La locura de Knietzsche

Tal como lo explica el siguiente artículo en inglés, el ego elefantiásico de Nietzche no pudo resistir que sus escritos fueran recibidos con apatía durante su vida. Curiosamente su filosofìa recien comenzó a ser estudiada cuando ya tenía 10 años de loco, es poco probable que haya perdido la razón por la sífilis que es una enfermedad física, sino por una cosmovisión exacerbadamente egocentrista que lo llevó a creerse supremo, su arrogancia llegó a tal grado de irracionalidad que escribió títulos como: “Por qué soy tan inteligente” ó “Por qué escribo libros tan buenos”, así pues su ezquizofrenia fue consecuencia de un pensamiento que con el tiempo fue cada vez menos convencional hasta llegar a la pérdida de la razón que creía tener. De ahí la convicción racional de que la falta de fe puede ser peligrosa para la salud no solo física sino también mental.

Nietzsche madness

by Evan Lagasse

Friedrich Nietzsche’s self-aggrandizing ego could not withstand the sting inflicted by the general apathy that greeted his writings during his lifetime.

Ironically, by the 1890s, when intellectuals in his native Germany finally began widely studying the existential philosopher, Nietzsche had already descended into a 10-year madness.

Nietzsche’s illness, which also left him physically deteriorated, was diagnosed by doctors at the University of Jena as progressive paralysis on a syphilitic basis, according to the Web site, “Nietzsche in Castilian.”

This diagnosis has since been challenged and debated.

[Natural-language object grounding data]
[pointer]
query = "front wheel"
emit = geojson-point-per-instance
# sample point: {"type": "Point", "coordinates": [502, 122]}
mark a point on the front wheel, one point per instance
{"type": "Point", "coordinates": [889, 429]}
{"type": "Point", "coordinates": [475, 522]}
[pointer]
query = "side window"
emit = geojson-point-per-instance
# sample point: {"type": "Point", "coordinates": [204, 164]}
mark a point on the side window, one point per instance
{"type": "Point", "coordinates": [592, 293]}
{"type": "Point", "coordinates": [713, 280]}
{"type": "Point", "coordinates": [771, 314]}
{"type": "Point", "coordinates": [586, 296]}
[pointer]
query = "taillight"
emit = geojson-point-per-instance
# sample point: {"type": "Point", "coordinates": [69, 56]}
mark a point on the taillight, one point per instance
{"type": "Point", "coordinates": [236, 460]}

▶ Work to be completed
Write the next part of the article on Nietzsche's madness, picking up right after its last sentence.

▶ Task response
Whatever the cause, his diagnosed dementia encompassed only the final years of his life, but it acted almost as a zenith for a thought process that became less and less conventional as the years went by.

His prodigious rise to university professor at the age of 24 was less the result of hard work in the teaching field and more a byproduct of his considerable intelligence.

He had little taste for anything but his philosophical work.

Nietzsche, like Nash, thought on a different plane, toeing the line between exceptional human thought and nonsense, the quirky behavior of an eccentric and insane person.

He would eventually slip fully into madness.

His final book, “Ecce Homo,” written in 1888 but published posthumously in 1908 along with letters he wrote around the same time, provide some insight into Nietzsche’s dementia.

Nietzsche’s intelligence was rivaled only by his arrogance, which grew even stronger toward the end. Among the chapter names in “Ecce Homo” were “Why I am So Clever” and “Why I Write Such Good Books.”

He began signing his correspondence with the name of Dionysus, the Greek god of wine, fertility and agriculture.

In three drafts of the same letter, he signed the first “Nietzsche Caesar Dionysus,” then “Nietzsche Dionysus” and then simply “Dionysus.”

According to the Web site, Nietzsche once wrote, “For art to exist, for any sort of aesthetic activity to exist, a certain physiological precondition is indispensable: intoxication.”

Dionysus was associated with the “personal delivery from the daily world through physical or spiritual intoxication,” according to Encyclopedia Mythica.

Nietzsche’s intoxication was not physical like Parker’s but more of the ethereal variety like Nash’s.

Nietzsche, like Nash, believed that his “insane” thoughts were essential to his philosophical ponderings. In the end, however, these thoughts became less and less grounded in reality, consuming not only his life but something he deemed much more important, his life’s work.